Thailand Considers Six-Nation Visa To Lure Affluent Travellers

Thailand is leading an effort to create a joint-visa program with nations that collectively welcomed roughly 70 million visitors last year. This is part of Prime Minister Srettha Thavisin’s broader strategy to attract more long-haul and high-spending travellers.

Prime Minister Srettha has made it his mission to transform Thailand from a renowned tourist destination into a major aviation and logistics center.

He has proposed a visa arrangement similar to Europe’s Schengen visa to counterparts in Cambodia, Laos, Malaysia, Myanmar, and Vietnam over recent discussions.

This visa scheme aims to facilitate easy travel across these six neighbouring countries.

The introduction of a unified visa has been well received by most leaders, signaling Thailand’s intention to increase earnings from each visitor.

This strategy is seen as a way to support its economy amid challenges like declining exports and global demand, which have impacted its manufacturing sector.

In 2023, these six Southeast Asian countries saw a total of 70 million international tourists, as official figures state. Thailand and Malaysia were responsible for over half of these visits, bringing in approximately $48 billion in tourism revenue.

Among Prime Minister Srettha’s various tourism-focused projects, the single-visa initiative is the most ambitious and is designed with a long-term perspective.

Tourism has been a significant economic driver for Thailand, contributing to around 20% of all employment and roughly 12% of its $500 billion GDP.

Excluding the pandemic years, the tourism sector has thrived, offering a buffer against the downturns in manufacturing and exports, which are traditional economic mainstays.

The tourism sector is optimistic, with Marisa Sukosol Nunbhakdi, ex-president of the Thai Hotels Association, suggesting that a common visa could make it easier for tourists from afar to decide to visit.

══════════════════════════════

■ WORK ORDER 1 ■
Decide whether each statement agrees with the article on Thailand's proposed six-nation visa, answering yes or no and quoting the deciding words: (a) The proposed visa is modeled on Europe's Schengen visa. (b) Tourism accounts for about half of all employment in Thailand. (c) Thailand and Malaysia together received more than half of the international visits to the six countries in 2023.
■ WORK ORDER 2 ■
Pick up the article on Thailand's proposed six-nation visa after its final sentence and carry it forward.

[Data extracted from a collection]

══════════════════════════════

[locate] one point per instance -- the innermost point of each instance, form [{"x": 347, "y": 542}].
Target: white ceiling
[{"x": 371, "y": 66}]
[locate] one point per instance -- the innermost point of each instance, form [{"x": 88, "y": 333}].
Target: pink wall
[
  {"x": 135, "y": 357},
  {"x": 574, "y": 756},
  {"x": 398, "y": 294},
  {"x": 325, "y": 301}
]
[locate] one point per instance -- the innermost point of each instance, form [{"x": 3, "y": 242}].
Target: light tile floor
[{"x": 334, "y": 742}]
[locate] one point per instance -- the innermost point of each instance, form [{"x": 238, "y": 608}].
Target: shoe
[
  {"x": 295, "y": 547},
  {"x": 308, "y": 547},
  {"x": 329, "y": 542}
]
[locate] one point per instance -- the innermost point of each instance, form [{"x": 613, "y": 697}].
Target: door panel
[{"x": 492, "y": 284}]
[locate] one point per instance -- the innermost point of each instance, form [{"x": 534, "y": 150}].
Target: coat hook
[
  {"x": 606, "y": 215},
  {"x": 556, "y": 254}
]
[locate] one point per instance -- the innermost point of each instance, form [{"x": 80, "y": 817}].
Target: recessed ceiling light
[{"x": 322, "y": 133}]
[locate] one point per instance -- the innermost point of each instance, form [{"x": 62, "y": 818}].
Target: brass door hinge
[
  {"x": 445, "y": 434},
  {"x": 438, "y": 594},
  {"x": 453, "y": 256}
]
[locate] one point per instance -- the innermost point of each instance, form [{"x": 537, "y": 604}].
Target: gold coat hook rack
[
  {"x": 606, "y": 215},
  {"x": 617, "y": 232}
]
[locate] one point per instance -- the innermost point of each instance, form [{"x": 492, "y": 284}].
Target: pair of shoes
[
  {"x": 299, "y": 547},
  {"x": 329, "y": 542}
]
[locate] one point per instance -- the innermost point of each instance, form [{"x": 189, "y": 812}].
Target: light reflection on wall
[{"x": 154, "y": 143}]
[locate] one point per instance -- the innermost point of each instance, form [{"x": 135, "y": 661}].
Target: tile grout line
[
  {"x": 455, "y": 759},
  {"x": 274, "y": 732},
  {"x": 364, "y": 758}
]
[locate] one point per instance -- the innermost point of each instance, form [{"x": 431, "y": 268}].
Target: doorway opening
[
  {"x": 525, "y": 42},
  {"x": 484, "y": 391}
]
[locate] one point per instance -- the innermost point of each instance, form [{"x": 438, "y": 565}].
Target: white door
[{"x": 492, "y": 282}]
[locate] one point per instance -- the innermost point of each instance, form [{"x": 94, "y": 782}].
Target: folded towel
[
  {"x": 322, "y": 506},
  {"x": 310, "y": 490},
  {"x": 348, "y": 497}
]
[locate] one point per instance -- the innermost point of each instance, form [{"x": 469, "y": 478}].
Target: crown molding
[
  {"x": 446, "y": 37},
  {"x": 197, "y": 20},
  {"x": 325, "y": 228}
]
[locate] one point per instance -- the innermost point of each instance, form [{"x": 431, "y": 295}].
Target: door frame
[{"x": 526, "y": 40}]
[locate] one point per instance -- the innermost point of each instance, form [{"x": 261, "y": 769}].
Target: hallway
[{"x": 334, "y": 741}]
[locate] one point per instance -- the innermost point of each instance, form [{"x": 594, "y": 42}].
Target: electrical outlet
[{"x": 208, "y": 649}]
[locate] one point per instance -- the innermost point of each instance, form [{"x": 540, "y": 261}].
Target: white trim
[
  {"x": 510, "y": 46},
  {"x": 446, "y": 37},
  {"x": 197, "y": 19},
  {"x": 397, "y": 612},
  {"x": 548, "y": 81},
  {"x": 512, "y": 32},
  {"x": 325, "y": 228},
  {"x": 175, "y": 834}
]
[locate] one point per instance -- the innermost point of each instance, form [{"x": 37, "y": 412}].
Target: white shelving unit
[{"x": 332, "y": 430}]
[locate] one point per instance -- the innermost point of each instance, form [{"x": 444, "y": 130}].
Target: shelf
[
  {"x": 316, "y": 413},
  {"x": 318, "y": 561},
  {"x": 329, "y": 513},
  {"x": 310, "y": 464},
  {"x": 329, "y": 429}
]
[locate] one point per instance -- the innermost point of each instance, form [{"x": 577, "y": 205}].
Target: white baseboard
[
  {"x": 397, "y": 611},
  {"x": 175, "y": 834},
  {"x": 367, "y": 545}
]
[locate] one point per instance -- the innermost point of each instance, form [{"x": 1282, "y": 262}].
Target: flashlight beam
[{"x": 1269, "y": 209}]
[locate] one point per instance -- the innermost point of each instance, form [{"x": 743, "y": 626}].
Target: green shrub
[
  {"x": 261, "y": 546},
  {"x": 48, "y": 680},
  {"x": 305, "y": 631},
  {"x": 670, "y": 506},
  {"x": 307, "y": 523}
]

══════════════════════════════

■ ANSWER SECTION 1 ■
(a) Yes: "He has proposed a visa arrangement similar to Europe’s Schengen visa"
(b) No: "contributing to around 20% of all employment"
(c) Yes: "Thailand and Malaysia were responsible for over half of these visits"

■ ANSWER SECTION 2 ■
She also mentioned that extending the visa’s validity to 90 days, from the current 30, could increase its appeal.

Under Srettha’s leadership, Thailand aims to attract 80 million tourists by 2027.

Since assuming office around seven months ago, his government has enacted a reciprocal visa exemption with China, Thailand’s largest tourism market, and has introduced temporary visa exemptions for visitors from India, Taiwan, and Kazakhstan.

The government is considering the introduction of casinos within large entertainment complexes and leveraging event-based tourism as additional revenue sources.

Bill Barnett, the managing director at C9 Hotelworks, a consultancy in hospitality and real estate, believes that visa-free travel can benefit more than just the tourism industry, aiding business travelers and trade through easier travel.

However, achieving a visa system similar to the Schengen area, enabling unrestricted movement across a zone without internal borders in Europe, could be challenging.

This is due to ASEAN’s history of slow progress in developing joint policy agreements and its reputation for being more focused on discussion than action.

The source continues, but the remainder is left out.